Down to the last line, restate the listing below exactly.

════

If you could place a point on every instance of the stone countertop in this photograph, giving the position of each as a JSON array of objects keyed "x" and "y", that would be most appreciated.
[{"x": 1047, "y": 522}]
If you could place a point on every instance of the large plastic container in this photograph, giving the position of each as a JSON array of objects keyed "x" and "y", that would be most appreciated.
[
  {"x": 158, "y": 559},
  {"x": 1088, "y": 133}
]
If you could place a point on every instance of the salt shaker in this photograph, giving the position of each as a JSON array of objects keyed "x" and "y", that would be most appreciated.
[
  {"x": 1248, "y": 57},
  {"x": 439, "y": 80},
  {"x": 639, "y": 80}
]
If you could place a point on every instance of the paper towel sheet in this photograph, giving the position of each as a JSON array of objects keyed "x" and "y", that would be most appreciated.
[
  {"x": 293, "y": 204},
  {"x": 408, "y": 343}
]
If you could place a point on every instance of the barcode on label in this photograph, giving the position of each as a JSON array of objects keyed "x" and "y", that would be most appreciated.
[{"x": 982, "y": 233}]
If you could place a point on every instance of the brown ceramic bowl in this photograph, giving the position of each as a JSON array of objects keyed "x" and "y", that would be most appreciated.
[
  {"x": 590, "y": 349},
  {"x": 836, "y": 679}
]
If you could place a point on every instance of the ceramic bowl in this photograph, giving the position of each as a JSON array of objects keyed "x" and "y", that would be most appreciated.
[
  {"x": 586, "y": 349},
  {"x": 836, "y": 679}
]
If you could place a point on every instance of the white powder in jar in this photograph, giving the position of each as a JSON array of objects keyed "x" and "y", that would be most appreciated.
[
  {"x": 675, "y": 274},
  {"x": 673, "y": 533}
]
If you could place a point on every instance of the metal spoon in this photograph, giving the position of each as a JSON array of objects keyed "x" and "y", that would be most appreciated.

════

--- Solution for this exercise ---
If you could place a point on every instance of the stone countertop in this photograph, giving the position of each as a JSON array of objects keyed "x" and "y", that would be most appreciated.
[{"x": 1047, "y": 522}]
If you could place a point on every instance of the large plastic container in this photograph, giving the position of each as a JSON array of objects keyed "x" and "y", that would be most appreciated.
[
  {"x": 158, "y": 559},
  {"x": 1088, "y": 133}
]
If you could place a point on every instance of the salt shaker in this photograph, giving the position of each as a JSON array of objects keyed "x" and "y", that would be most appreciated.
[
  {"x": 1248, "y": 57},
  {"x": 439, "y": 80},
  {"x": 639, "y": 80}
]
If you could place a point on every instance of the paper towel sheet in this photograph, giving the position of each as a JSON array of objects keyed "x" and "y", that would be most appreciated.
[
  {"x": 293, "y": 204},
  {"x": 408, "y": 343}
]
If you could place a point on every instance of the barcode on label in this photograph, giving the position of each as a JSON array of objects keyed "x" and "y", that would be most appreciated.
[{"x": 982, "y": 233}]
If you could place a point on every instance of the brown ceramic bowl in this photograph, giving the position of each as a JSON array of objects keyed "x" and "y", that would be most appreciated.
[
  {"x": 590, "y": 349},
  {"x": 836, "y": 679}
]
If you could place a point on every instance of the ceramic bowl in this photograph, giving the position of each as a JSON array of objects keyed "x" and "y", that would be most appreciated.
[
  {"x": 586, "y": 349},
  {"x": 836, "y": 679}
]
If you could place a point on every instance of the white powder in jar in this photograph, giving the position of each as a JSON array of objects keyed "x" and "y", that would be most appreciated.
[
  {"x": 675, "y": 274},
  {"x": 673, "y": 533}
]
If you could place a point on every instance of the metal spoon in this photograph, giving the position of each as a JSON array of objects keyed "x" and "y", that would be most appreciated.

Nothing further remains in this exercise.